**Directions for this task:** Lay out every line below as a Markdown table with two columns, Row and Line, putting a row number in the first column. Leave out blank lines.

**Dataset excerpts:**
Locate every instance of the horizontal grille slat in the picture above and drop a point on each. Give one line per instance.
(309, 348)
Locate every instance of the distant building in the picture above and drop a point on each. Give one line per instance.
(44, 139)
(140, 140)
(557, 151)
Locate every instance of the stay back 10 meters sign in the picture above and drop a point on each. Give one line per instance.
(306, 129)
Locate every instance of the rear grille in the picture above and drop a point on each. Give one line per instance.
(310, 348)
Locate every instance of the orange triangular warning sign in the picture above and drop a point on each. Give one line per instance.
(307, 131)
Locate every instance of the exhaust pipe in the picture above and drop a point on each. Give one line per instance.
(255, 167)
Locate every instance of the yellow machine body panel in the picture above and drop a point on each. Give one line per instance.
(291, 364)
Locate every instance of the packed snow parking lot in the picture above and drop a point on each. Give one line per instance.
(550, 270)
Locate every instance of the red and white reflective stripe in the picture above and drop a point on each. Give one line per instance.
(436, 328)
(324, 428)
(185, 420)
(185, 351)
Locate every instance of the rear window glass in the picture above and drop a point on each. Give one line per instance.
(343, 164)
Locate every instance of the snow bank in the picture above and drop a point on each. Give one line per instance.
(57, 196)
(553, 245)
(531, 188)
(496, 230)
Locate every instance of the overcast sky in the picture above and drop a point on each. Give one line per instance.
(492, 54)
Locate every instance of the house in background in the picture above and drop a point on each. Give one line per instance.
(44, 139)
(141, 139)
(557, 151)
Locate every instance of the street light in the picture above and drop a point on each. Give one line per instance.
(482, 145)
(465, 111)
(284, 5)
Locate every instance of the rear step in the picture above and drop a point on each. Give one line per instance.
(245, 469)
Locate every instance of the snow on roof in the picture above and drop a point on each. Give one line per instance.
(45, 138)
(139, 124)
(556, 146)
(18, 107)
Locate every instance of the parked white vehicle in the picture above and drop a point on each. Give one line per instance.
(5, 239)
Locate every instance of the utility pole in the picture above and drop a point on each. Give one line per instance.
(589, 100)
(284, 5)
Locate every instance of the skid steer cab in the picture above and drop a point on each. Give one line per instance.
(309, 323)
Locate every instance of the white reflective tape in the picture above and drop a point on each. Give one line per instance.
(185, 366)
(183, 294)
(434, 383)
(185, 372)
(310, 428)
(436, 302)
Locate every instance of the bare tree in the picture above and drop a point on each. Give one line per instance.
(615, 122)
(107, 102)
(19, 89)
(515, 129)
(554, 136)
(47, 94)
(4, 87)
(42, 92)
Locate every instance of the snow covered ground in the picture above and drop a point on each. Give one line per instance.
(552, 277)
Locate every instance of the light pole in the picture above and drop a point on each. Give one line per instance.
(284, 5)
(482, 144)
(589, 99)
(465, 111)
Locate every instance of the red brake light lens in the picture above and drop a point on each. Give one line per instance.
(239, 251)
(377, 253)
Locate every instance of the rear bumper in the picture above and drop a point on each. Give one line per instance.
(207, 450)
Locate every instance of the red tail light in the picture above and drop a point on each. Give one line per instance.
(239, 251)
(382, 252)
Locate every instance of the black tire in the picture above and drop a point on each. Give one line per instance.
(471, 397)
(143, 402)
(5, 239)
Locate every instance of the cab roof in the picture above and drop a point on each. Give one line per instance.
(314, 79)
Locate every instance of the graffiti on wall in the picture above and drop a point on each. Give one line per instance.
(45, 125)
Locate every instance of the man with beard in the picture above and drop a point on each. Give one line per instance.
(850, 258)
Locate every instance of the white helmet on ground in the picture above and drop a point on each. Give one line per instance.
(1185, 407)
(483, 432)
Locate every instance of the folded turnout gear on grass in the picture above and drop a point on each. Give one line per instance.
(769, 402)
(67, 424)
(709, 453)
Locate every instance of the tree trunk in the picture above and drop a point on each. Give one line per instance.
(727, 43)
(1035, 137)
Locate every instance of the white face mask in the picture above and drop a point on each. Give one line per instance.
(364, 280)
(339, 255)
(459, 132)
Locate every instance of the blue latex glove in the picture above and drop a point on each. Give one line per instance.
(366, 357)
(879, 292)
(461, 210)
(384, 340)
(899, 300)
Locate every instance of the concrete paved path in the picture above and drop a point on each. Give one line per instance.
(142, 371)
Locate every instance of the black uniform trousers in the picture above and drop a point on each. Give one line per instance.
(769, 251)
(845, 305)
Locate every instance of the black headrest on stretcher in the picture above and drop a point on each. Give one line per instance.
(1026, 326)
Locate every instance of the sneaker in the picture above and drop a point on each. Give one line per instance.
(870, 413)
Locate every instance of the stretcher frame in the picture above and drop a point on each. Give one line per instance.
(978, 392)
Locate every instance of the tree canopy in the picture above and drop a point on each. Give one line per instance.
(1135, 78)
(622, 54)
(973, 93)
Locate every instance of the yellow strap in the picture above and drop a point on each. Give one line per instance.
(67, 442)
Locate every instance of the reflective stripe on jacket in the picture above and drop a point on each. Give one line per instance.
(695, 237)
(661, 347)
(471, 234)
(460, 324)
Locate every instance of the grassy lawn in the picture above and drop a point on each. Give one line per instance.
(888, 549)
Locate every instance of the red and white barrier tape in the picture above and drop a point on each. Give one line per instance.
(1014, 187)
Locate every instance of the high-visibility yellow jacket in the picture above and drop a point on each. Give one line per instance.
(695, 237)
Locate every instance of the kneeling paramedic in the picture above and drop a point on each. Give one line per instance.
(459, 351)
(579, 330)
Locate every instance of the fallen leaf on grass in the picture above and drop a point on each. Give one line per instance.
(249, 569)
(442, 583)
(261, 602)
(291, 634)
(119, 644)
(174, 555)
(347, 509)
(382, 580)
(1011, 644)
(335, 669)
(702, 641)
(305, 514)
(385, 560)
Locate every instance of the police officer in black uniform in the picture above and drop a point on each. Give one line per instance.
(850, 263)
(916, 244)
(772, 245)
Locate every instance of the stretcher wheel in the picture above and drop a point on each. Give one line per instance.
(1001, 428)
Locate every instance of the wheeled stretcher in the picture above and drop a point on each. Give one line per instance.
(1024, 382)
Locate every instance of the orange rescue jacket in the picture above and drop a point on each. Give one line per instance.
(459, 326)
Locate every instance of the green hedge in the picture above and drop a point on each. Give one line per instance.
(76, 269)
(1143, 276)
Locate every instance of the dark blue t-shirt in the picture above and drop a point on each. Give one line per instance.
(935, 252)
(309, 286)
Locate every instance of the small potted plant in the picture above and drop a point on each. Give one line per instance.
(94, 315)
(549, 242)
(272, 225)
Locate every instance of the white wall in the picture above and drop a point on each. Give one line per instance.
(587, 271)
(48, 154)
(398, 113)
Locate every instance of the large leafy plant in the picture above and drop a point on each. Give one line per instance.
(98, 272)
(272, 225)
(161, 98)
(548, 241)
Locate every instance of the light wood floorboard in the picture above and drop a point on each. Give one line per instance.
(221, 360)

**Reply to the task:**
| Row | Line |
|---|---|
| 1 | Locate every instance of the horizontal grille slat in the picture above and drop a point on each. Give one line per instance. |
| 2 | (309, 348) |
| 3 | Locate every instance of the distant building in the picture above and drop a point on each. Give one line per instance. |
| 4 | (44, 139) |
| 5 | (140, 140) |
| 6 | (557, 151) |
| 7 | Locate every instance of the stay back 10 meters sign in the picture above and drop a point on each. Give one line per instance. |
| 8 | (306, 129) |
| 9 | Locate every instance of the rear grille in the picture above and drop a point on each. Give one line per instance. |
| 10 | (310, 348) |
| 11 | Locate every instance of the orange triangular warning sign in the picture above and drop a point on each. Give one line per instance. |
| 12 | (307, 131) |
| 13 | Locate every instance of the exhaust pipe in the picture above and drop a point on each. Give one line per instance. |
| 14 | (255, 167) |
| 15 | Locate every instance of the yellow machine body panel in the picture above and drop a point on each. Give one line per instance. |
| 16 | (291, 364) |
| 17 | Locate every instance of the packed snow parking lot in the picture above and drop a point on each. Give one line per instance. |
| 18 | (550, 270) |
| 19 | Locate every instance of the red and white reflective stripe in the picture above and drop a point on each. Give one line per instance. |
| 20 | (436, 328) |
| 21 | (324, 428) |
| 22 | (185, 420) |
| 23 | (185, 351) |
| 24 | Locate every instance of the rear window glass in the picture above and drop a point on each. Give one line per instance. |
| 25 | (343, 164) |
| 26 | Locate every instance of the snow bank in the picture above and drop a point on each. Give one line per instance. |
| 27 | (57, 196) |
| 28 | (553, 245) |
| 29 | (531, 188) |
| 30 | (496, 230) |
| 31 | Locate every instance of the overcast sky in the picture above and drop a point on each. Give one line per instance. |
| 32 | (492, 54) |
| 33 | Locate every instance of the house in background in the picture above and drop a point on each. Give one line per instance. |
| 34 | (44, 139) |
| 35 | (141, 139) |
| 36 | (557, 151) |
| 37 | Locate every instance of the street light in the picture above and drop a point on each. Give one line per instance. |
| 38 | (482, 145) |
| 39 | (465, 111) |
| 40 | (284, 5) |
| 41 | Locate every instance of the rear step in the picture above and drop a point on each. Give one line per instance. |
| 42 | (245, 469) |
| 43 | Locate every instance of the snow on roof in the picture above and drop a point on each. Give one line per instance. |
| 44 | (45, 138) |
| 45 | (139, 124) |
| 46 | (556, 146) |
| 47 | (18, 107) |
| 48 | Locate every instance of the parked white vehicle in the picture above and drop a point on each. Give one line per instance. |
| 49 | (5, 239) |
| 50 | Locate every instance of the utility pole in the picture above and drop a point on each. Give one line per instance. |
| 51 | (589, 100) |
| 52 | (284, 5) |
| 53 | Locate every instance of the skid steer cab in the picture above and drop a point on each. Give one line per instance. |
| 54 | (309, 323) |
| 55 | Locate every instance of the white reflective tape in the picture above and drop a point on each. Give one line per instance. |
| 56 | (185, 366) |
| 57 | (183, 294) |
| 58 | (434, 383) |
| 59 | (185, 372) |
| 60 | (310, 428) |
| 61 | (436, 302) |
| 62 | Locate every instance of the bare tree in the picture above and drop a point on each. Give one line per instance. |
| 63 | (615, 122) |
| 64 | (107, 102) |
| 65 | (19, 89) |
| 66 | (515, 129) |
| 67 | (554, 136) |
| 68 | (47, 94) |
| 69 | (4, 87) |
| 70 | (42, 92) |
| 71 | Locate every instance of the snow covered ground in the picture above and drop a point on each. Give one line per instance. |
| 72 | (552, 277) |
| 73 | Locate every instance of the light pole in the picture above and drop a point on each. Give one line per instance. |
| 74 | (284, 5) |
| 75 | (482, 144) |
| 76 | (589, 99) |
| 77 | (465, 111) |
| 78 | Locate every instance of the red brake light lens in the picture above and drop a point on each. Give one line per instance. |
| 79 | (239, 251) |
| 80 | (377, 253) |
| 81 | Locate every instance of the rear bumper in the picture above and drop a point on each. Give one line per instance. |
| 82 | (207, 450) |
| 83 | Locate every instance of the red tail light in the picture above and drop a point on each. Give one line per instance. |
| 84 | (239, 251) |
| 85 | (382, 252) |
| 86 | Locate every instance of the black tire in the picture above and drop a point on each. Give one line per instance. |
| 87 | (471, 397) |
| 88 | (143, 402) |
| 89 | (5, 239) |
| 90 | Locate every instance of the cab roof in the picture above and drop a point on each. Give one line per instance. |
| 91 | (314, 79) |
| 92 | Locate every instance of the graffiti on wall in the picture above and drop a point on each. Give one line per instance. |
| 93 | (45, 125) |
| 94 | Locate every instance of the man with beard in the picture above and drop a point on each. Give one line per instance. |
| 95 | (850, 258) |
| 96 | Locate every instance of the white helmet on ground in the picture above and drop a point on each. Give one line per instance. |
| 97 | (1185, 407) |
| 98 | (483, 432) |
| 99 | Locate every instance of the folded turnout gear on grass in the picture above and drop a point on each. Give one line per instance. |
| 100 | (769, 402) |
| 101 | (67, 424) |
| 102 | (709, 453) |
| 103 | Locate every instance of the tree trunk in the picture above and drop a point on each. Give one line per instance. |
| 104 | (727, 43) |
| 105 | (1035, 137) |
| 106 | Locate every instance of the white face mask in the picture above and drop a point on each. Give one line per instance. |
| 107 | (364, 280) |
| 108 | (339, 255) |
| 109 | (459, 132) |
| 110 | Locate every instance of the blue latex glove in the picture above and drop a point on each. Give one line per instance. |
| 111 | (366, 357) |
| 112 | (879, 292) |
| 113 | (461, 210) |
| 114 | (384, 340) |
| 115 | (899, 300) |
| 116 | Locate every instance of the concrete paved path in the picture above and drop a point on each. Give one line per instance. |
| 117 | (142, 371) |
| 118 | Locate every instance of the black uniform trousers in the picture above and drop a point on each. Give one line per instance. |
| 119 | (769, 251) |
| 120 | (845, 305) |
| 121 | Locate every instance of the black headrest on stretcher in the picture above and drop a point on each. Give one line per instance. |
| 122 | (1026, 326) |
| 123 | Locate every instance of the sneaker in the picture above and drop a point on each. Give one line per instance. |
| 124 | (870, 413) |
| 125 | Locate every instance of the stretcher frame in the picture above and drop a point on each. Give one line per instance. |
| 126 | (978, 392) |
| 127 | Locate every instance of the tree canopy in the picture above and drop a point on each. Give one line per instance. |
| 128 | (1135, 78) |
| 129 | (622, 54) |
| 130 | (973, 93) |
| 131 | Locate every instance of the yellow strap in the picture above and drop a point on each. Give one line per instance. |
| 132 | (67, 442) |
| 133 | Locate every instance of the reflective stripe on jacket in the picture above and drop a point on each. Give one line per instance. |
| 134 | (695, 237) |
| 135 | (661, 347) |
| 136 | (471, 234) |
| 137 | (460, 324) |
| 138 | Locate every instance of the grassy lawn in the picture above and drop a point on each. Give one line per instance. |
| 139 | (888, 549) |
| 140 | Locate every instance of the red and white barrier tape in the picture above and drop a point on each. Give one line per instance. |
| 141 | (1014, 187) |
| 142 | Locate every instance of the high-visibility yellow jacket in the picture above and drop a point on each. Give one line per instance. |
| 143 | (695, 237) |
| 144 | Locate every instance of the kneeling paramedic in the picture above and drop a point on each. Give one line per instance. |
| 145 | (459, 351) |
| 146 | (579, 330) |
| 147 | Locate every instance of the fallen leaf on grass in the picture above and drop a point on each. Give one line per instance. |
| 148 | (249, 569) |
| 149 | (442, 583) |
| 150 | (261, 602) |
| 151 | (291, 634) |
| 152 | (119, 644) |
| 153 | (174, 555) |
| 154 | (347, 509) |
| 155 | (382, 580) |
| 156 | (1011, 644) |
| 157 | (335, 669) |
| 158 | (702, 641) |
| 159 | (305, 514) |
| 160 | (385, 560) |
| 161 | Locate every instance of the police officer in black uniform in the picture above and drop a point on each. Give one line per instance. |
| 162 | (850, 263) |
| 163 | (916, 244) |
| 164 | (772, 245) |
| 165 | Locate every instance of the stretcher wheel in the picture above and drop a point on each. Give one line per instance. |
| 166 | (1001, 428) |
| 167 | Locate every instance of the wheeled stretcher in the picture above and drop a point on each. Give one line per instance. |
| 168 | (1024, 382) |
| 169 | Locate every instance of the orange rescue jacket in the picture above and drop a point on each. Give one line per instance. |
| 170 | (459, 326) |
| 171 | Locate every instance of the green hedge in the picture above and drop a point on each. Give one line per instance. |
| 172 | (76, 269) |
| 173 | (1143, 276) |
| 174 | Locate every instance of the dark blue t-shirt in the picture above and drop a point on each. Give one line per instance. |
| 175 | (935, 252) |
| 176 | (309, 286) |
| 177 | Locate every instance of the small potted plant in the picture above and drop a point on each. Give one line per instance. |
| 178 | (94, 315) |
| 179 | (549, 242) |
| 180 | (272, 225) |
| 181 | Locate every instance of the white wall in the picture above and drop a point on each. Give one line per instance. |
| 182 | (587, 271) |
| 183 | (48, 154) |
| 184 | (398, 113) |
| 185 | Locate every instance of the large leafy plant in the picture above and drop a point on each. Give one line per instance. |
| 186 | (98, 272) |
| 187 | (272, 225) |
| 188 | (161, 98) |
| 189 | (548, 241) |
| 190 | Locate every instance of the light wood floorboard in the picture above and drop a point on each. Give one line per instance. |
| 191 | (221, 360) |